### Pedido A
Reescreva o trecho da listagem que começa na linha que contém "Where in the photo above can the pine" e vai até o fim da listagem, trocando "plaid" por "checkered" e deixando todo o resto igual.

Giselle Muniz: 23 anos dedicados à natação de Juiz de Fora
Professora tem papel fundamental no projeto do paradesporto da SEL e é arbitra do Comitê Paralímpico Brasileiro
A natação sempre esteve presente na vida de Gisele Muniz Leucardi, de 45 anos, moradora do Bairro Aeroporto, na Cidade Alta. Formada em Educação Física pela Universidade Federal de Juiz de Fora (UFJF), ela é uma das principais referências do esporte adaptado no município e coordena, há 13 anos, o projeto de natação da Secretaria de Esporte e Lazer (SEL) da Prefeitura de Juiz de Fora (PJF), voltado para pessoas com deficiência.
Por isso, Giselle é a terceira personagem do quadro “Fala, Mestre”. Nele, a reportagem conta histórias de professores dos mais diversos esportes na cidade. A intenção é valorizar a trajetória, relembrar personalidades marcantes e reforçar o poder da atividade física na transformação social, no lazer e na saúde. A primeira matéria foi com Gerson Willian, treinador Sport Club, e a segunda, com Altina Carla, professora de muay-thai.

“Posso dizer que a natação sempre esteve na minha vida”, inicia Gisele. Desde a infância, o esporte fez parte de sua rotina. Nascida em Brasília (DF), ela viveu parte da adolescência em Guarapari (ES), onde conciliava os estudos pela manhã e atividades esportivas à tarde. “Era surf, vôlei de praia, queimada, ciclismo”, relembra.
Na época do vestibular, a escolha pela Educação Física foi natural. Com familiares em Juiz de Fora, Gisele prestou o exame, foi aprovada na UFJF e acabou fixando raízes na cidade. Ainda durante a graduação, iniciou os estágios e passou a atuar diretamente com esportes aquáticos. “Desde a faculdade eu já estava ligada à hidroginástica e à natação. Sempre foi o meu caminho”, conta.
Após se formar, trabalhou em academias e, anos depois, foi aprovada em concurso público da Prefeitura de Juiz de Fora. Convidada a integrar a Secretaria de Esporte e Lazer, passou a atuar em políticas públicas voltadas ao esporte, saúde e qualidade de vida. “Tenho uma paixão muito grande por esse trabalho. Ao todo, já são 23 anos de atuação”, diz, com um sorriso no rosto.

### Pedido B
Dê sequência à reportagem sobre a professora de natação Giselle Muniz a partir do ponto em que o texto termina.

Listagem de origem
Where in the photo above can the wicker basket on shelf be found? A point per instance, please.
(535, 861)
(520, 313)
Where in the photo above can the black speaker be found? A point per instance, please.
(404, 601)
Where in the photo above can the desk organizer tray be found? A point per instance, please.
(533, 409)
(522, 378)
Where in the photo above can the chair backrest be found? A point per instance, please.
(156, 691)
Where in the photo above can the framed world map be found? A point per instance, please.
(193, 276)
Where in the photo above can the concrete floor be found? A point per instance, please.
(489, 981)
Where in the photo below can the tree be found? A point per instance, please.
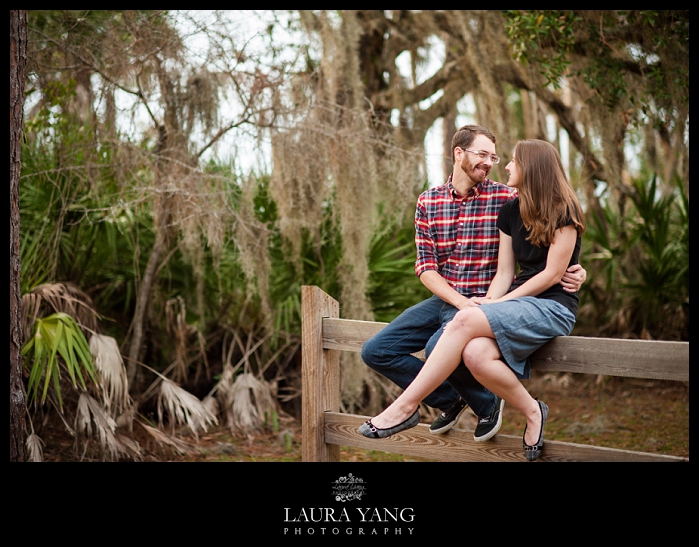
(18, 397)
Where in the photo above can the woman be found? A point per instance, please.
(540, 232)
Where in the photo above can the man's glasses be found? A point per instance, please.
(483, 155)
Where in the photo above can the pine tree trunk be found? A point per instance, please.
(18, 397)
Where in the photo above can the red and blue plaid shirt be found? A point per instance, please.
(458, 236)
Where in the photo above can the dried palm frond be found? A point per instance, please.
(176, 320)
(173, 442)
(249, 403)
(112, 373)
(90, 410)
(34, 448)
(183, 408)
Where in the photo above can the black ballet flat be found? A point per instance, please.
(370, 430)
(532, 451)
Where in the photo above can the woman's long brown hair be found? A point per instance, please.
(547, 199)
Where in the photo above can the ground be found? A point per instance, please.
(641, 415)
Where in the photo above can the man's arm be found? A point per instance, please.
(439, 287)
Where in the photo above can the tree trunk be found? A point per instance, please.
(18, 396)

### Resposta A
Where in the photo above can the pine tree trunk be found? A point per instance, please.
(18, 397)
Where in the photo above can the red and blue checkered shirt be found? A point per instance, please.
(458, 236)
Where in the photo above can the dried palm frond be found? A point per instance, please.
(176, 320)
(173, 442)
(249, 403)
(112, 373)
(90, 410)
(34, 448)
(183, 408)
Where in the photo above can the black ballet flat be found? A point per instance, please.
(370, 430)
(532, 451)
Where in the photo above can the woman's long brown hair be found? A point per instance, please.
(547, 199)
Where in the photo above can the ground be found? A point per instance, please.
(641, 415)
Where in the photo above can the man's arm be found? A point per instance, please.
(439, 287)
Where in the photo above can the tree trunk be found? A point per instance, please.
(18, 396)

### Resposta B
Projeto gratuito e acessível
O projeto de natação para pessoas com deficiência, que ao longo do tempo já teve nomes como JF Paralímpico e Superação Aquática, funciona atualmente na UFJF. O atendimento é gratuito e por livre demanda. “A pessoa interessada nos procura, a gente faz uma avaliação e encaminha para a turma mais adequada”, explica Gisele.
Hoje, o projeto atende 26 alunos, distribuídos em três turmas: iniciação, intermediário e aperfeiçoamento. “Tem aluno que quer competir e tem aquele que busca só saúde e qualidade de vida. A gente atende todos”. Para Gisele, trabalhar com pessoas com deficiência exige preparo constante. “Cada aluno tem uma deficiência diferente. Não é qualquer profissional que pode atuar. É preciso estudar, entender as individualidades e respeitar cada história”, ressalta.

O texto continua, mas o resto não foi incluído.